Provided text
____________

Rate ratio of death from prostate cancer in men attending screenings versus controls was 0.44

-- Eric Metcalf

Thursday, July 1, 2010 (Last Updated: 07/05/2010)

THURSDAY, July 1 (HealthDay News) -- A prostate-specific antigen (PSA)-based screening program is associated with a reduction in prostate cancer mortality of nearly half over 14 years, but with a substantial risk of overdiagnosis, according to research published online July 1 in The Lancet Oncology.

Jonas Hugosson, M.D., of the University of Göteborg in Sweden, and colleagues analyzed data from 20,000 men aged 50 to 64 who were randomized to a group invited for PSA testing every two years or a control group. Of the screening group, 7,578 men attended at least once.

The researchers found that the cumulative prostate-cancer incidence over a median 14 years was 12.7 percent in the screening group and 8.2 percent in the control group. At 14 years, the absolute cumulative risk reduction of death from prostate cancer was 0.40 percent (0.90 percent in the control group and 0.50 percent in the screening group). The rate ratio for death from prostate cancer for attendees compared with the control group was 0.44. Twelve men needed to be diagnosed, and 293 invited for screening, to prevent one prostate cancer death.

____________

Complete the following
**A.** Please summarize the prostate screening article in two sentences.
**B.** Recast the paragraph of the prostate screening article that begins "The researchers found that" as a bulleted list that keeps its main figures.

Stored data

____________

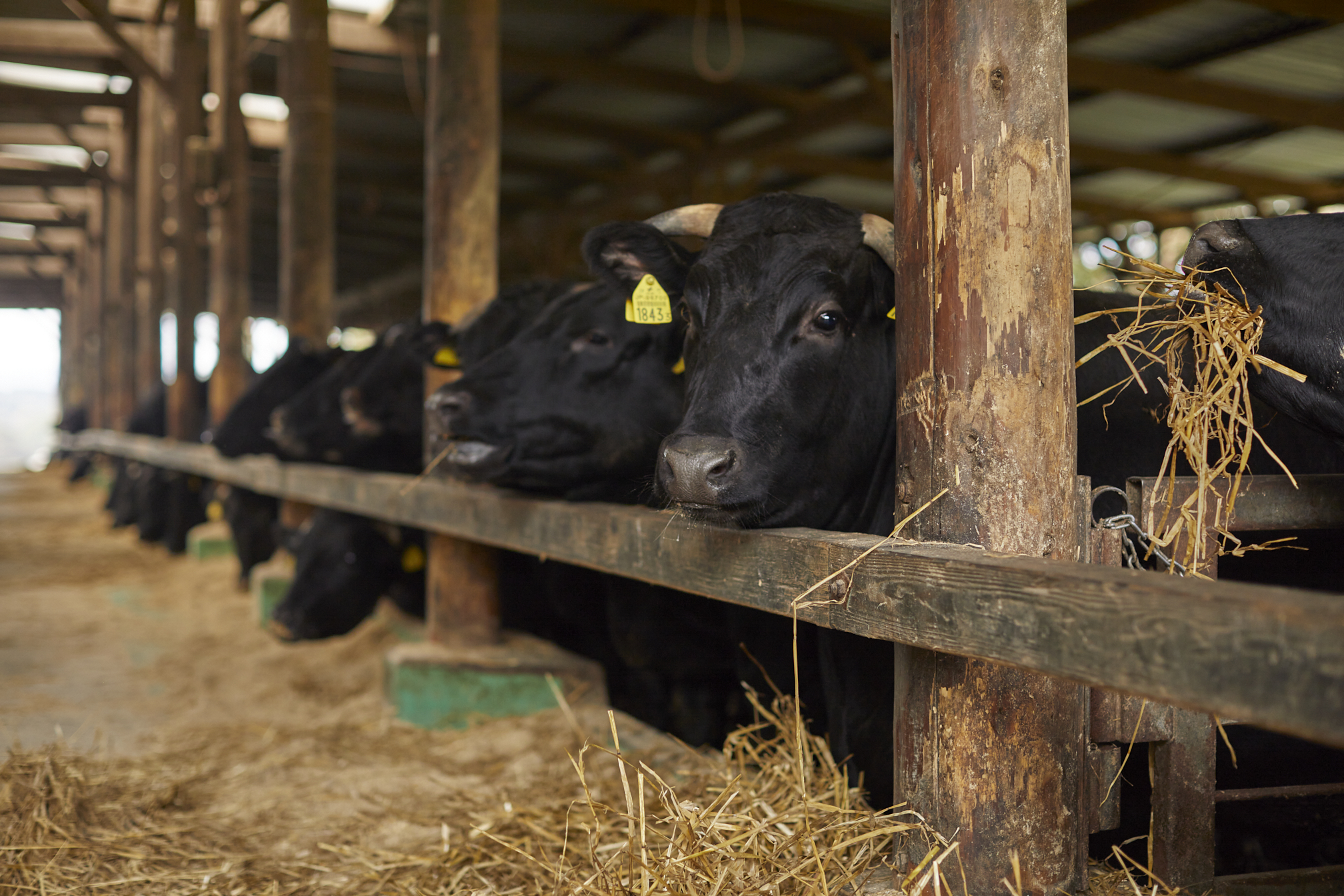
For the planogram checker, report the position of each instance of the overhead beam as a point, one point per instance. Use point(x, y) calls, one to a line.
point(1105, 74)
point(563, 66)
point(1178, 165)
point(97, 13)
point(785, 15)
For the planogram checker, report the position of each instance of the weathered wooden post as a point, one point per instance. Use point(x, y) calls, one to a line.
point(461, 263)
point(119, 349)
point(189, 271)
point(91, 305)
point(469, 668)
point(149, 218)
point(230, 297)
point(308, 177)
point(985, 387)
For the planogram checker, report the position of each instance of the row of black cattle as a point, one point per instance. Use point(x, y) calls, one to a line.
point(765, 401)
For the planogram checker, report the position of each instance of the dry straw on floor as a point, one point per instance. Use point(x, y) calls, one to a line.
point(1210, 405)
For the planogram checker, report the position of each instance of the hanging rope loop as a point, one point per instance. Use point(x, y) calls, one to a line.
point(701, 42)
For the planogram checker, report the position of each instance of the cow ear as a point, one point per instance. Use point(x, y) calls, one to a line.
point(435, 343)
point(623, 253)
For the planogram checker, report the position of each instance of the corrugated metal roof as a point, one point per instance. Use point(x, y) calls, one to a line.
point(1128, 121)
point(1164, 38)
point(1300, 153)
point(1309, 65)
point(1147, 190)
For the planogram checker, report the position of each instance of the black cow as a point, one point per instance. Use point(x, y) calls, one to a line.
point(343, 565)
point(577, 405)
point(789, 413)
point(245, 430)
point(1289, 266)
point(574, 405)
point(383, 397)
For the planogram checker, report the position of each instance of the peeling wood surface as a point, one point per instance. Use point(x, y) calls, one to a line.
point(1260, 655)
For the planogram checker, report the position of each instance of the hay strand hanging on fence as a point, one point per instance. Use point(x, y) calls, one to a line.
point(1197, 321)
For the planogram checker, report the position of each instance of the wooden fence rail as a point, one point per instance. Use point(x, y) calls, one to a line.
point(1261, 655)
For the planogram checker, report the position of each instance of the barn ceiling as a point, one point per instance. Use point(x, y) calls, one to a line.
point(1173, 108)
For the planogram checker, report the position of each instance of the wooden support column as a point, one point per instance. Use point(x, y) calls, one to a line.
point(461, 262)
point(119, 353)
point(149, 219)
point(307, 177)
point(984, 345)
point(91, 305)
point(230, 295)
point(185, 417)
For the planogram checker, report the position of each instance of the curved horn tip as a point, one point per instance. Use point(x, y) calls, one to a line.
point(879, 234)
point(687, 221)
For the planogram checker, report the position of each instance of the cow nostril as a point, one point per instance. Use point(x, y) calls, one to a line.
point(722, 465)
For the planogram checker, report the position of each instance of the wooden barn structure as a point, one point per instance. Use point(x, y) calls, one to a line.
point(428, 148)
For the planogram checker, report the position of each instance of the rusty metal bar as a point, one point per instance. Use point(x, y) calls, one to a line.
point(1271, 793)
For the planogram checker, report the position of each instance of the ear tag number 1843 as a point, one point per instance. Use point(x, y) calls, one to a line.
point(648, 304)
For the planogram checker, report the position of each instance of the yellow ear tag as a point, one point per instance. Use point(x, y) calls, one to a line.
point(413, 559)
point(648, 304)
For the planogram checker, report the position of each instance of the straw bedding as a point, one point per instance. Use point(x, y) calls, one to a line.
point(1203, 343)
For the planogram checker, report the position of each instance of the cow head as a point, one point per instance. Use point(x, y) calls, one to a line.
point(1291, 267)
point(573, 405)
point(342, 565)
point(243, 430)
point(789, 357)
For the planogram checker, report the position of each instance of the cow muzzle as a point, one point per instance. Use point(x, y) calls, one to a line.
point(1213, 243)
point(699, 471)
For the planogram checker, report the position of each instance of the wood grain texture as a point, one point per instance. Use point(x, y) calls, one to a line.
point(984, 381)
point(308, 176)
point(461, 265)
point(1260, 655)
point(230, 293)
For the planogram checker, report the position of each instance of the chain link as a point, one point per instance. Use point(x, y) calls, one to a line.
point(1136, 543)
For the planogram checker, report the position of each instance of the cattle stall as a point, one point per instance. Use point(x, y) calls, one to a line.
point(989, 189)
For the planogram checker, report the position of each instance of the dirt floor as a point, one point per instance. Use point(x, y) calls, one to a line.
point(163, 743)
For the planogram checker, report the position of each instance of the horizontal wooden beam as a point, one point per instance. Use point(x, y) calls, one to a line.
point(784, 15)
point(1107, 74)
point(31, 292)
point(97, 13)
point(565, 66)
point(1253, 186)
point(1263, 655)
point(1109, 211)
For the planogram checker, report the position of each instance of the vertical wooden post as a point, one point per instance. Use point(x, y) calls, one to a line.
point(149, 218)
point(119, 344)
point(185, 417)
point(461, 262)
point(984, 340)
point(230, 296)
point(307, 177)
point(91, 305)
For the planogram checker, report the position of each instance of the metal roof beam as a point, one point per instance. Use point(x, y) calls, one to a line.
point(1104, 74)
point(1177, 165)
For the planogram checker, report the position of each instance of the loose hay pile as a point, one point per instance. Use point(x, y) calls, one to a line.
point(222, 816)
point(1210, 405)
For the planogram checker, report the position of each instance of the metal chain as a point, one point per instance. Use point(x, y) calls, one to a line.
point(1136, 542)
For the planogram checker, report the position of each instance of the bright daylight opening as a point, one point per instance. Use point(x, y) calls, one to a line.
point(30, 370)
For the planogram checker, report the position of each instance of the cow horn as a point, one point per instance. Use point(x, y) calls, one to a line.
point(687, 221)
point(879, 234)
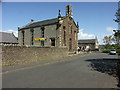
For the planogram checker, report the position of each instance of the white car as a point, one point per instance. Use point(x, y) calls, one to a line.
point(113, 52)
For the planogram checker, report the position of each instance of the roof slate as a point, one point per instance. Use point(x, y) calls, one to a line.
point(7, 38)
point(41, 23)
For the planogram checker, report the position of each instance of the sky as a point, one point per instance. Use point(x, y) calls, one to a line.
point(95, 18)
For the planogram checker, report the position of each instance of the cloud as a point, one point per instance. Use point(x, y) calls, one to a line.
point(82, 35)
point(11, 31)
point(110, 29)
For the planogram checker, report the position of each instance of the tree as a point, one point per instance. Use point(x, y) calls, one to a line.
point(107, 39)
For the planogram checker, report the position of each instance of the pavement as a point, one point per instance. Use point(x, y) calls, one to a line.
point(78, 71)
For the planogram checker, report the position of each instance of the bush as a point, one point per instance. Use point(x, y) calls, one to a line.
point(106, 51)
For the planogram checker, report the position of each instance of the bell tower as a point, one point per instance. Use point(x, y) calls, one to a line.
point(69, 11)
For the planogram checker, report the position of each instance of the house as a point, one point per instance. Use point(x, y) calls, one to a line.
point(8, 38)
point(58, 32)
point(88, 44)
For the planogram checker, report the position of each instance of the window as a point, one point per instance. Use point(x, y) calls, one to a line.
point(32, 36)
point(64, 38)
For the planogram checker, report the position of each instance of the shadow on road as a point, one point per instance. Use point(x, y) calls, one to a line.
point(106, 65)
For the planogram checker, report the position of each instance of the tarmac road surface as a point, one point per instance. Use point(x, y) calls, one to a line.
point(75, 72)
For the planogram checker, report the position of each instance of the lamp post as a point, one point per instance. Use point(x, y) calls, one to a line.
point(117, 36)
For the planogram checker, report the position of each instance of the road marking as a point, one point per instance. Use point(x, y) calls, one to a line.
point(25, 68)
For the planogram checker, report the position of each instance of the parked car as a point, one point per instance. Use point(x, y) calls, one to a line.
point(113, 52)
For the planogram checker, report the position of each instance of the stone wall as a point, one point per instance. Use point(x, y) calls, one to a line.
point(14, 55)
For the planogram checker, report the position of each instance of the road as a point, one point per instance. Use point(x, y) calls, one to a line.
point(74, 72)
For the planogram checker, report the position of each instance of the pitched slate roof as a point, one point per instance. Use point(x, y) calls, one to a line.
point(41, 23)
point(87, 41)
point(7, 38)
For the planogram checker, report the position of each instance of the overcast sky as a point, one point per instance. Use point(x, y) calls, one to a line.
point(95, 18)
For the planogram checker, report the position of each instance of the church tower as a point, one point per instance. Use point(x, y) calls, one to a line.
point(69, 11)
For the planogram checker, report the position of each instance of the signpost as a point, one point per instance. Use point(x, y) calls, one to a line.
point(41, 39)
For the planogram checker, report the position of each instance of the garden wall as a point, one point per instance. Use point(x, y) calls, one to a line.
point(14, 55)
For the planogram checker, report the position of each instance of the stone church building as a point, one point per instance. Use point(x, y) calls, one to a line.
point(59, 32)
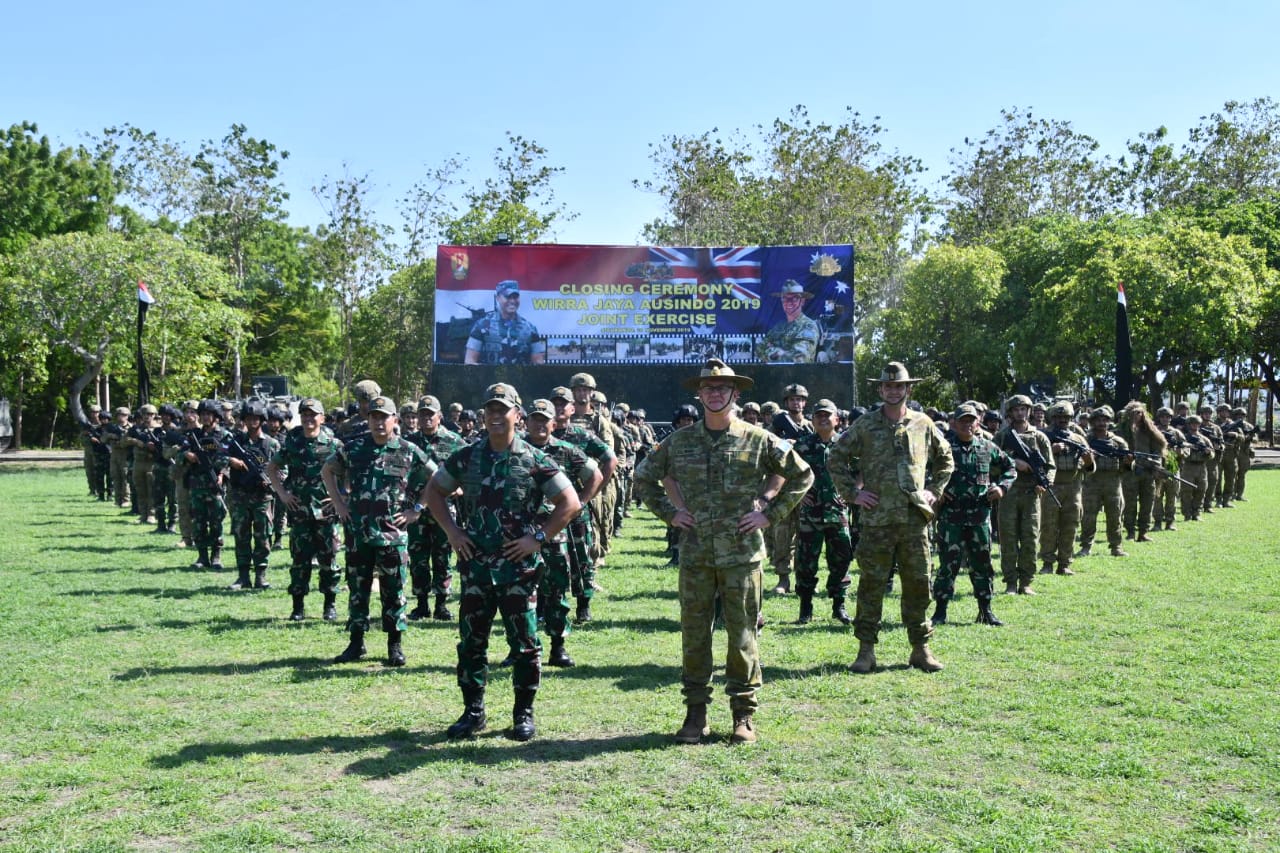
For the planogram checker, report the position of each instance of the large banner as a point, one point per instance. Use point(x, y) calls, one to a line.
point(643, 304)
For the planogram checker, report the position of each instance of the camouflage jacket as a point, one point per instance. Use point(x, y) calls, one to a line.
point(828, 507)
point(383, 480)
point(896, 461)
point(502, 500)
point(979, 465)
point(304, 459)
point(720, 477)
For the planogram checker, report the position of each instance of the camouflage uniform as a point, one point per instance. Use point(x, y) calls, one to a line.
point(720, 477)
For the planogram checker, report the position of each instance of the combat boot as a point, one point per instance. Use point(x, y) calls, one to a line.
point(558, 656)
point(694, 728)
point(984, 615)
point(472, 720)
point(744, 728)
point(940, 611)
point(355, 648)
point(923, 660)
point(394, 653)
point(839, 612)
point(805, 609)
point(865, 660)
point(522, 716)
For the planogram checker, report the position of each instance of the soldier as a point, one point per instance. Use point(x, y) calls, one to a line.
point(722, 482)
point(790, 424)
point(502, 336)
point(558, 553)
point(385, 479)
point(206, 471)
point(1019, 509)
point(312, 530)
point(504, 483)
point(983, 473)
point(1102, 489)
point(796, 338)
point(822, 519)
point(428, 546)
point(247, 455)
point(1072, 463)
point(892, 464)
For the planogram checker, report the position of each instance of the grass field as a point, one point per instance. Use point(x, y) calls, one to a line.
point(1132, 707)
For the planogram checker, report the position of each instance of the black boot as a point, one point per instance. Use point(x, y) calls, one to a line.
point(472, 720)
point(805, 609)
point(522, 716)
point(940, 611)
point(355, 648)
point(984, 615)
point(394, 653)
point(839, 612)
point(558, 656)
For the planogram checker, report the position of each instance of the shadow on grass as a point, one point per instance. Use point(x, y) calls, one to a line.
point(407, 751)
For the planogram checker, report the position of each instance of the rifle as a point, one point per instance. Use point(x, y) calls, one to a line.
point(1037, 463)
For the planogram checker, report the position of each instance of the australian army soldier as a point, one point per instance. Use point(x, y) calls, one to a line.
point(722, 482)
point(385, 479)
point(504, 483)
point(312, 523)
point(982, 475)
point(894, 465)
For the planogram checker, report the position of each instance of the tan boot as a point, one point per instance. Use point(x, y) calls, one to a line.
point(744, 729)
point(865, 661)
point(694, 728)
point(922, 658)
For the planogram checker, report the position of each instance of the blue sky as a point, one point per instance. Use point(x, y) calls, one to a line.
point(394, 89)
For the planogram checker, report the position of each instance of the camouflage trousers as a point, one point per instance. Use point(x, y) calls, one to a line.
point(208, 512)
point(840, 552)
point(1059, 525)
point(964, 544)
point(429, 557)
point(881, 550)
point(1102, 492)
point(517, 603)
point(164, 498)
point(739, 589)
point(1139, 500)
point(251, 528)
point(312, 539)
point(1019, 534)
point(391, 565)
point(1193, 498)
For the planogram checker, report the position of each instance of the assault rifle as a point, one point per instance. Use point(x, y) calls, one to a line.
point(1033, 457)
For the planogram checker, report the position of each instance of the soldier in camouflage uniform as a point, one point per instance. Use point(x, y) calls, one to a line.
point(502, 336)
point(822, 520)
point(982, 475)
point(722, 482)
point(385, 479)
point(1102, 489)
point(250, 496)
point(796, 338)
point(560, 553)
point(894, 465)
point(312, 528)
point(504, 484)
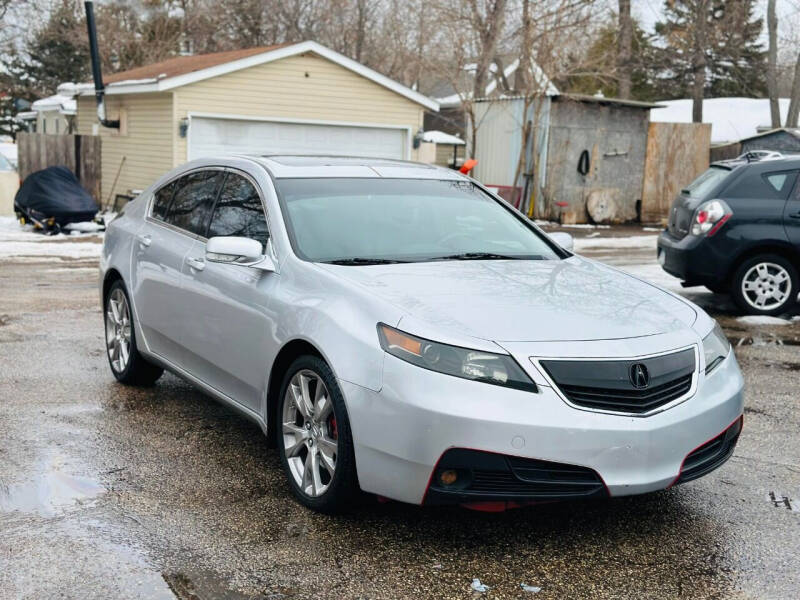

____________

Answers in order
**A.** A PSA-based screening program was associated with a reduction in prostate cancer mortality of nearly half over 14 years, but with a substantial risk of overdiagnosis, according to research published in The Lancet Oncology. The researchers analyzed data from 20,000 men aged 50 to 64 randomized to PSA testing every two years or to a control group, and found that 12 men needed to be diagnosed and 293 invited for screening to prevent one prostate cancer death.

**B.**
- Cumulative prostate-cancer incidence over a median 14 years: 12.7 percent in the screening group, 8.2 percent in the control group.
- Absolute cumulative risk reduction of death from prostate cancer at 14 years: 0.40 percent (0.90 percent in the control group, 0.50 percent in the screening group).
- Rate ratio for death from prostate cancer, attendees versus the control group: 0.44.
- To prevent one prostate cancer death: 12 men diagnosed and 293 invited for screening.